start

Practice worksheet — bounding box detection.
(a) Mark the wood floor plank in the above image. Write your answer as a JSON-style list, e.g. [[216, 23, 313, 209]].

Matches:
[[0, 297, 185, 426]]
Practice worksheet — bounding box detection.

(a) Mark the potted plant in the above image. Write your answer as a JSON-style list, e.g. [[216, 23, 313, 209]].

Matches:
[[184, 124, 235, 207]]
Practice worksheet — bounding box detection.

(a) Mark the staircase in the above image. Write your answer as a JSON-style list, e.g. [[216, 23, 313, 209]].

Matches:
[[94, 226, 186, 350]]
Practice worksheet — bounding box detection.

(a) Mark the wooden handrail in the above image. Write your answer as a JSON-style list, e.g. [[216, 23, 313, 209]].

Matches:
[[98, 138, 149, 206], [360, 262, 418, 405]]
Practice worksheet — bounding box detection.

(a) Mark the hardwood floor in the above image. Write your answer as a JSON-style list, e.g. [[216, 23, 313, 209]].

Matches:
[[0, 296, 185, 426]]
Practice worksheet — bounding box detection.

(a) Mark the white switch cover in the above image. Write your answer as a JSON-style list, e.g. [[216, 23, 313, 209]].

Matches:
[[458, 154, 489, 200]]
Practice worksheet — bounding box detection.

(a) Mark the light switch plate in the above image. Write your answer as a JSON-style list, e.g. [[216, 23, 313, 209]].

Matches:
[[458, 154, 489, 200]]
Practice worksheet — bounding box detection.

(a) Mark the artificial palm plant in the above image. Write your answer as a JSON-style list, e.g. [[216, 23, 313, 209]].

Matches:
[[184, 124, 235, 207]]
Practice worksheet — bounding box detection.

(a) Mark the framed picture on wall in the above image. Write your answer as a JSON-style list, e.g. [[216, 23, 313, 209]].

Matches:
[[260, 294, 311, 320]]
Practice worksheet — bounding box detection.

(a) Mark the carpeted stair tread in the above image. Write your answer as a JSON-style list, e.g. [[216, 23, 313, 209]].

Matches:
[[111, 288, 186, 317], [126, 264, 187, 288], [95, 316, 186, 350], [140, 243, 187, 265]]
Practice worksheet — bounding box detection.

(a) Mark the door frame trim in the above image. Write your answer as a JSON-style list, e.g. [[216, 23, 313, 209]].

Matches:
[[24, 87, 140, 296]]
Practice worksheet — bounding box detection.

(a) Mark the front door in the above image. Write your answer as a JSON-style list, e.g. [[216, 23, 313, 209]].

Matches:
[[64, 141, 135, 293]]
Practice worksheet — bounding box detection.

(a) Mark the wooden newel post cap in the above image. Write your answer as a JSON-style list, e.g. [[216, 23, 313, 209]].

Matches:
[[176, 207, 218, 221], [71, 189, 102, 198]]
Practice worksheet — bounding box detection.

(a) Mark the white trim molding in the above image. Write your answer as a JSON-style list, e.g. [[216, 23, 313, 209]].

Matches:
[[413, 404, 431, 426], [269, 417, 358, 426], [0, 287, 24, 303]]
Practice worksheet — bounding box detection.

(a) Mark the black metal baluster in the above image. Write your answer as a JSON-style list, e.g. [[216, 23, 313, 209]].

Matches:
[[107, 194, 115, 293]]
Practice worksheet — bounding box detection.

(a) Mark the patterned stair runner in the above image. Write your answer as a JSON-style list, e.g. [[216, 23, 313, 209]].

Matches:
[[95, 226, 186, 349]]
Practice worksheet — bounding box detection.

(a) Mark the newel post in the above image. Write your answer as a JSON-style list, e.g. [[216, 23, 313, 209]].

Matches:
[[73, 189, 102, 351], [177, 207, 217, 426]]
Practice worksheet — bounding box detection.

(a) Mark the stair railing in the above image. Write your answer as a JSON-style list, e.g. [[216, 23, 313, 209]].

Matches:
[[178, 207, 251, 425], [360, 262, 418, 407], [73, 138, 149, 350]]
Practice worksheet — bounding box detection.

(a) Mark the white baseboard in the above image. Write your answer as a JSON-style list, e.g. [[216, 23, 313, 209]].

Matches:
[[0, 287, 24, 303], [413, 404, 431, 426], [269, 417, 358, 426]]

end

▶ _Task to carry out_: Gather every line of the listing above that contains the string "switch", and copy each one in full.

▶ _Result_:
(a) Mark the white switch cover in the above image. Write your answer as a JSON-style list, e.g. [[216, 23, 313, 209]].
(a) Mark the light switch plate in the above image. Write your answer as a JSON-style list, e.g. [[216, 23, 313, 209]].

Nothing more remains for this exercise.